_The request:_ Count how many of the lines below contain the string "sandy". Case matters. Reply with the number alone.

_Data excerpts:_
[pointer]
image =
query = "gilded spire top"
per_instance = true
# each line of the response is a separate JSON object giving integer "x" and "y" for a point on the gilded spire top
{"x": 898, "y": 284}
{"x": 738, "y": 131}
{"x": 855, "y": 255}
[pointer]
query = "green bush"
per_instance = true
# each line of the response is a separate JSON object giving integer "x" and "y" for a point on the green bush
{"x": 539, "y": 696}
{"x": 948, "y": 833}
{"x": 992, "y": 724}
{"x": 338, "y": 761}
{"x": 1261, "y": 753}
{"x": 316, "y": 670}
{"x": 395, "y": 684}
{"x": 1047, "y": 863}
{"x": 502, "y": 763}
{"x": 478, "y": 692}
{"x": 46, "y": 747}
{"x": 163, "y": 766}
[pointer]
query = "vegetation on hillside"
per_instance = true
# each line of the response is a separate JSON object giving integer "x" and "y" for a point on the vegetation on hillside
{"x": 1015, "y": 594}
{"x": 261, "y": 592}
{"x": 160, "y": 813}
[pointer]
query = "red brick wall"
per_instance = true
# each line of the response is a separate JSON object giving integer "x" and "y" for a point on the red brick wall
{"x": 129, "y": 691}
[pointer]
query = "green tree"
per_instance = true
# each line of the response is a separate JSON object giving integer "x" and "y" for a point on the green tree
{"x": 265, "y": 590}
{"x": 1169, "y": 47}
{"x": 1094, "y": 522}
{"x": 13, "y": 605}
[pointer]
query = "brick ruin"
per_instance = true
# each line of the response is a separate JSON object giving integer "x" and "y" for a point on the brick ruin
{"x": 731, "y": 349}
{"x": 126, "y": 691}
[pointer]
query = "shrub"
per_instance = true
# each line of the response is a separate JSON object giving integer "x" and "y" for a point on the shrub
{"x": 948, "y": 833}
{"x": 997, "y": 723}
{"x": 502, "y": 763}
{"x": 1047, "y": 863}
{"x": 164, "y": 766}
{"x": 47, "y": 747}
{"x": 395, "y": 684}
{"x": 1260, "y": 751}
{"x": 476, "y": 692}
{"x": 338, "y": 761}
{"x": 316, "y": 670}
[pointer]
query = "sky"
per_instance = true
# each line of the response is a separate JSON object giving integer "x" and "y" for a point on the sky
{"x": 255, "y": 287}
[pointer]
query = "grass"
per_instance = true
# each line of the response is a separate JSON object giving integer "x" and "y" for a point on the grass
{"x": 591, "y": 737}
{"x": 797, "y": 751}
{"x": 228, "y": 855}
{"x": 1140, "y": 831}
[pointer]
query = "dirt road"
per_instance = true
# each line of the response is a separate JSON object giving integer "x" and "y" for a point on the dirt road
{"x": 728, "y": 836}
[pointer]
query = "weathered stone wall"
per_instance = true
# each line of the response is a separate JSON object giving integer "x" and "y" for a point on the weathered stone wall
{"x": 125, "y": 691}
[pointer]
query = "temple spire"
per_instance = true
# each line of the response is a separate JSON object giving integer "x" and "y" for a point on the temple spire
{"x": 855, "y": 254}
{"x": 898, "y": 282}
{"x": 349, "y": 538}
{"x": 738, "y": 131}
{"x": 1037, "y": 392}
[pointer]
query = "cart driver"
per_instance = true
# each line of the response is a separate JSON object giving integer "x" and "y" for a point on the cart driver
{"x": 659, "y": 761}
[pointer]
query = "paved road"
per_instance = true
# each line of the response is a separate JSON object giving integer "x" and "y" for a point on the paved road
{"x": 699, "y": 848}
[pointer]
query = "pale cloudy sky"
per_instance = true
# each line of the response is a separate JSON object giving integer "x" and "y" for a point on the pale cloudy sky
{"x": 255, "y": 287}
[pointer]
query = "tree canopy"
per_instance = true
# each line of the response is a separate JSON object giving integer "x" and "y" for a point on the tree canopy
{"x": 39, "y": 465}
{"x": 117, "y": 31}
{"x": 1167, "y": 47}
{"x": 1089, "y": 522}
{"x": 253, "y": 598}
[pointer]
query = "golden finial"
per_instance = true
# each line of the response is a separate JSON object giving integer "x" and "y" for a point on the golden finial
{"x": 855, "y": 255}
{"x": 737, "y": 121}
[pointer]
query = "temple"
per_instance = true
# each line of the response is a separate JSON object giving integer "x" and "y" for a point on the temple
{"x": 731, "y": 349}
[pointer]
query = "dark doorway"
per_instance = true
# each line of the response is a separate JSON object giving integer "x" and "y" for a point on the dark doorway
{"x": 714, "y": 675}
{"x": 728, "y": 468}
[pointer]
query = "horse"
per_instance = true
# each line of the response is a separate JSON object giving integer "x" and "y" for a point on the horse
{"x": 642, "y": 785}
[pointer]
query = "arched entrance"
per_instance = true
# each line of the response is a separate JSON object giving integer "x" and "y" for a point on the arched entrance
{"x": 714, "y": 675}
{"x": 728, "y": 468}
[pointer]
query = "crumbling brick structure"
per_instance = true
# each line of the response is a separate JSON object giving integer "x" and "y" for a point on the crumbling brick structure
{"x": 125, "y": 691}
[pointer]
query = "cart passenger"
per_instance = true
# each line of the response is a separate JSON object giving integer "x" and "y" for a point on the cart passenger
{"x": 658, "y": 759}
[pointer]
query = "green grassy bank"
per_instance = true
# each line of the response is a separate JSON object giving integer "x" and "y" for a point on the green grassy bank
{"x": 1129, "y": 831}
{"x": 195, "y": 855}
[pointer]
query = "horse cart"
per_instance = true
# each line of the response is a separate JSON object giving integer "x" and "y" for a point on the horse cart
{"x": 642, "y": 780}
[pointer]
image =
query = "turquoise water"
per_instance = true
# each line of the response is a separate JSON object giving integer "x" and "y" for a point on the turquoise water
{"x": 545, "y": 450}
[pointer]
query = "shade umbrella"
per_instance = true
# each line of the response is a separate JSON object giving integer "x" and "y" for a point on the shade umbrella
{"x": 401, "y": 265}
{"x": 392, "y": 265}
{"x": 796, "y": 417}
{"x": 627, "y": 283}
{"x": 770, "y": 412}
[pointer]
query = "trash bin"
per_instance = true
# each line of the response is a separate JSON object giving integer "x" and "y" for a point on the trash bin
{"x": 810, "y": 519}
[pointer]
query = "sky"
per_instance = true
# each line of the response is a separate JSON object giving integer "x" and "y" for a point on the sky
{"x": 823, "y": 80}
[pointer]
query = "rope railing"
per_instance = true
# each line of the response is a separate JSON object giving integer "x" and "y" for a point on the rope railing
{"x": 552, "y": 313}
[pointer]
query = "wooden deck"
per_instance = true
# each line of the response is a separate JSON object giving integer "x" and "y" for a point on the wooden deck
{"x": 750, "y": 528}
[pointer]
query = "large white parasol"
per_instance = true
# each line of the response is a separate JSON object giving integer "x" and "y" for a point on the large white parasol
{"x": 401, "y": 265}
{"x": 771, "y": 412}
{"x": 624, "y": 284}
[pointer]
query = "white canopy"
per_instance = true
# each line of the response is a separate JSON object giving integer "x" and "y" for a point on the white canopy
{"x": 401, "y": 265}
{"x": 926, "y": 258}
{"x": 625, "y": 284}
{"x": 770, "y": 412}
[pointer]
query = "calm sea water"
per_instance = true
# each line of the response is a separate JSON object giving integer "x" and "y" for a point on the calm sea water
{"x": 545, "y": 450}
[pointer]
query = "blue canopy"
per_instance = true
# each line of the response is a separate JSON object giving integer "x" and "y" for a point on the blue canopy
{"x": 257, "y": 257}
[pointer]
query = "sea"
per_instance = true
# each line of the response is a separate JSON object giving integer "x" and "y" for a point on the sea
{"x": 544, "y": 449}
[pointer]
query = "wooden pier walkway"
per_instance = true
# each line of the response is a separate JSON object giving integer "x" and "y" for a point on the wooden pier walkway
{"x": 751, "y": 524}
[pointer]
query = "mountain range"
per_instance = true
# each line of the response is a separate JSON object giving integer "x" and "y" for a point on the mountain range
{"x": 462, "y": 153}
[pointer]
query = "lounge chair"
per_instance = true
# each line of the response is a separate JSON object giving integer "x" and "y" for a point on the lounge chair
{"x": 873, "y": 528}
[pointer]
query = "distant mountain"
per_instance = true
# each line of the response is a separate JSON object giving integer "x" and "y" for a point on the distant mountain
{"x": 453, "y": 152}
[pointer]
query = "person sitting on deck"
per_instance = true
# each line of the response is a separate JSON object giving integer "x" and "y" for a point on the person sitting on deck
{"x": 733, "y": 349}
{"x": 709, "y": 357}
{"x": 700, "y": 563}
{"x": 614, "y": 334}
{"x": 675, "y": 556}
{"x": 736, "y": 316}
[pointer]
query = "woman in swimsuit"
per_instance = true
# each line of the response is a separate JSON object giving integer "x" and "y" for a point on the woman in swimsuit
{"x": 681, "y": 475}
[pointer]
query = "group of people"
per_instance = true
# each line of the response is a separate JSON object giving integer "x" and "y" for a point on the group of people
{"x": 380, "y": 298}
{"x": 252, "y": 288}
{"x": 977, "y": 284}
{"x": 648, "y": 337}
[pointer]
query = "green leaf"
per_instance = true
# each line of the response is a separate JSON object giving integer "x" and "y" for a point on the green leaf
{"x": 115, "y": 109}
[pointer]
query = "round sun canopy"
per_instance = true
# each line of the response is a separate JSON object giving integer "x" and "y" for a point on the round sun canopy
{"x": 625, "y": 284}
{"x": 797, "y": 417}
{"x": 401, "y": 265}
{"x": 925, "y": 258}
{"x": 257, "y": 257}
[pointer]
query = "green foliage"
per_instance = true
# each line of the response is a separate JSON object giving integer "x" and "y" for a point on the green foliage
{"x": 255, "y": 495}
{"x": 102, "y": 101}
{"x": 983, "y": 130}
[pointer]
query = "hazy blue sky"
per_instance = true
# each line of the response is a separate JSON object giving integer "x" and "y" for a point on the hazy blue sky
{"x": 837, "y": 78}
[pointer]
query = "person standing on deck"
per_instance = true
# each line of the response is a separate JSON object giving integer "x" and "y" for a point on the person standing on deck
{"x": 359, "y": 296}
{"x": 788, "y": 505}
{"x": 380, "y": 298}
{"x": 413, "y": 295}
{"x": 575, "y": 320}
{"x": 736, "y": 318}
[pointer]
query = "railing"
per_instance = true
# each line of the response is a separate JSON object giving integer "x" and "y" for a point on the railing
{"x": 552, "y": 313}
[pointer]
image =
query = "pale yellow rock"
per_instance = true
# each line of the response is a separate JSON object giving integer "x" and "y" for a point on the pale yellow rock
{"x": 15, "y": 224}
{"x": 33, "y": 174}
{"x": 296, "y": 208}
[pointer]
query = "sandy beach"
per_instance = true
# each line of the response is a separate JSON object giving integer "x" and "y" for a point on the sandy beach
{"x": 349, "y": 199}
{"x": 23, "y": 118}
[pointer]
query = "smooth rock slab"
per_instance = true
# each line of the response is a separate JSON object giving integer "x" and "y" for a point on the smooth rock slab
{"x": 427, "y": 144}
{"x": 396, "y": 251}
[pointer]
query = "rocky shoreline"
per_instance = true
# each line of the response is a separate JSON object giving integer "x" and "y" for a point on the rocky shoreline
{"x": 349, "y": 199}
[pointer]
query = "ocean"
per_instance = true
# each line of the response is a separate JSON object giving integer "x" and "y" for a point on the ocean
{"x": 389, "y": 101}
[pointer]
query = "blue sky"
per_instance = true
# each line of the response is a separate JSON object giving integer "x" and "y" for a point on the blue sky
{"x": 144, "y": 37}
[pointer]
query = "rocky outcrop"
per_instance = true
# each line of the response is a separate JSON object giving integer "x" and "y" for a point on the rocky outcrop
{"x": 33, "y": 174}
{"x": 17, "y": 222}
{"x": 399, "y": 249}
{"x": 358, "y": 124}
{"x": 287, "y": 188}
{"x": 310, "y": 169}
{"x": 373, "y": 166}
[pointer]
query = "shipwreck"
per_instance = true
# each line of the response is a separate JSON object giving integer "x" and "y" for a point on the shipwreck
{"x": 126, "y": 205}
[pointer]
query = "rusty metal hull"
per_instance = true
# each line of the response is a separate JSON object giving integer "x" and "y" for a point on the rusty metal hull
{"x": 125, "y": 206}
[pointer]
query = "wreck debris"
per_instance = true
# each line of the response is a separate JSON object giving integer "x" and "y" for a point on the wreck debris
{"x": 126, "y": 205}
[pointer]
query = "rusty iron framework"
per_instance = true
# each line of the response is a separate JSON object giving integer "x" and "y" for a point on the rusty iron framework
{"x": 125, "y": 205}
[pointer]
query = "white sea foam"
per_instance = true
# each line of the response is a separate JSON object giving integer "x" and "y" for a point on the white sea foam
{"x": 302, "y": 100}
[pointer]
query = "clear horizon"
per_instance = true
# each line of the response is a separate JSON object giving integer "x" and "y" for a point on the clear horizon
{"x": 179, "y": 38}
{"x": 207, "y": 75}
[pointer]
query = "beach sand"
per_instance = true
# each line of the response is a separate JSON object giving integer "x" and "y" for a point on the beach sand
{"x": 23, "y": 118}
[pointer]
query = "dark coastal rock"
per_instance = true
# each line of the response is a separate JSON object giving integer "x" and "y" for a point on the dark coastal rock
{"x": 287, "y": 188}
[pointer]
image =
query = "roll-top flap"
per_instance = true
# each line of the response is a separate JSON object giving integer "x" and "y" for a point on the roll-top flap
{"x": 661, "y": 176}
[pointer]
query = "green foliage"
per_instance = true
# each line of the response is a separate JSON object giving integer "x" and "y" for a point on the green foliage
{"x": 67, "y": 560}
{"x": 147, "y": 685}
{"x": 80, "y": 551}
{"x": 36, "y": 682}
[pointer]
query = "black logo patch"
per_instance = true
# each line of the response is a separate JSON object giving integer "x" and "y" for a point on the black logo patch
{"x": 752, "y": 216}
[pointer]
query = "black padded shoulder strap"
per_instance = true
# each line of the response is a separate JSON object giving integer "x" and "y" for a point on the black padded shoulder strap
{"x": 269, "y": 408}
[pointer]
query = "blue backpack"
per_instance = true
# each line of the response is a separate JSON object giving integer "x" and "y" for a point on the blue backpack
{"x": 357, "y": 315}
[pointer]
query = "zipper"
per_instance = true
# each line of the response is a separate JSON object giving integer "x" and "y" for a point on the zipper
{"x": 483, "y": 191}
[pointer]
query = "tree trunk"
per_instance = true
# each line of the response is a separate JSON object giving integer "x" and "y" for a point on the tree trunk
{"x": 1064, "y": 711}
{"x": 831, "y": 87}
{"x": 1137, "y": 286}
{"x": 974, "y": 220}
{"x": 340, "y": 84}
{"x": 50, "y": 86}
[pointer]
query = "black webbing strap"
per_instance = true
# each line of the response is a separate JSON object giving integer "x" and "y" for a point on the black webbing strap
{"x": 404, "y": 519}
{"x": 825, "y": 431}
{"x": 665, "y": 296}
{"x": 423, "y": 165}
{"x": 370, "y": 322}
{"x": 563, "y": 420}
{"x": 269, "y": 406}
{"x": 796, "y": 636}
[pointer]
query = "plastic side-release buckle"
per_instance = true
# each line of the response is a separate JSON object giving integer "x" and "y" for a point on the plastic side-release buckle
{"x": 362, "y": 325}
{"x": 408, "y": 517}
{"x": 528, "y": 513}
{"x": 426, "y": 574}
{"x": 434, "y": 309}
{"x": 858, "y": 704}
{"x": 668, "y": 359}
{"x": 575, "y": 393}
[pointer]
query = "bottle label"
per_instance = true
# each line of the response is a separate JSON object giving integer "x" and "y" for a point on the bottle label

_Result below:_ 2